━━━ Records ━━━

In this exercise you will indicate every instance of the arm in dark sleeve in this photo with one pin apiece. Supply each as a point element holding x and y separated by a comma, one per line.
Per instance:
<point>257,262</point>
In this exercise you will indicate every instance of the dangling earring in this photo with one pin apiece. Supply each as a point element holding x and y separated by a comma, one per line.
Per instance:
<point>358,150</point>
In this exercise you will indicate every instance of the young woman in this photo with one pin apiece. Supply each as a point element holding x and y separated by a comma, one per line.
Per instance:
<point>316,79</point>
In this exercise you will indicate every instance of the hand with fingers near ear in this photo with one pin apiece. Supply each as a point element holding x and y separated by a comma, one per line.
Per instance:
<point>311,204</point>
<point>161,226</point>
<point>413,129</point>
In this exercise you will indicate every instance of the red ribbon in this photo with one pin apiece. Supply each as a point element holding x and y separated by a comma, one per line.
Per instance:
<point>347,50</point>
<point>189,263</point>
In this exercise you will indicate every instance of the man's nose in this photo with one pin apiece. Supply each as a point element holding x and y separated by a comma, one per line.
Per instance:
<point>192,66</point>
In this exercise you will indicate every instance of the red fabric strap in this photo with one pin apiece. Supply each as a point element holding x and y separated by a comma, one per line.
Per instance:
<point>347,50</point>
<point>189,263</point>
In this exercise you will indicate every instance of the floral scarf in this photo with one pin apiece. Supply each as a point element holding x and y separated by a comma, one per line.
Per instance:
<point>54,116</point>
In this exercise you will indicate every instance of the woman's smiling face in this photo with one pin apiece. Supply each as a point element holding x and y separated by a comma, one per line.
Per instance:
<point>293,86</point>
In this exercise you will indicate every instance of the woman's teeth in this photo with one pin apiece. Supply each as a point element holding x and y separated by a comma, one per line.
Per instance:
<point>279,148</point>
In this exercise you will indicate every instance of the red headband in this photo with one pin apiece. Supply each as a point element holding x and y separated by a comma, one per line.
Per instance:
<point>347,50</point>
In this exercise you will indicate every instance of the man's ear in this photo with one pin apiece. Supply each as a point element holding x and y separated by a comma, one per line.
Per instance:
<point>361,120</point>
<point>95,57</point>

━━━
━━━ Records ━━━

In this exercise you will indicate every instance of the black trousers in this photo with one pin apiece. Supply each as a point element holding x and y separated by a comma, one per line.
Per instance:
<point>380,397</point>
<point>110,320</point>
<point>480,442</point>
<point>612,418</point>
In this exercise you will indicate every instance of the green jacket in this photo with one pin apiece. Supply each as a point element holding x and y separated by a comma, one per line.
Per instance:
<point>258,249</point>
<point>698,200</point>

━━━

Among the lines above, find those containing the word "woman" and copy each.

In this exercise you will indicate every instance of the young woman in this photo with one pin apiece. Supply each as a point element holding x and y separated by a comma, one per line.
In this exercise you will indicate every instance of the woman's smiling face in this photo with one pin apiece. Supply each as a point element holding x and y separated by a comma, one per line.
In this exercise you will indicate every instance of the woman's teeth in this photo with one pin apiece. Supply each as a point element holding x and y separated by a comma, one per line.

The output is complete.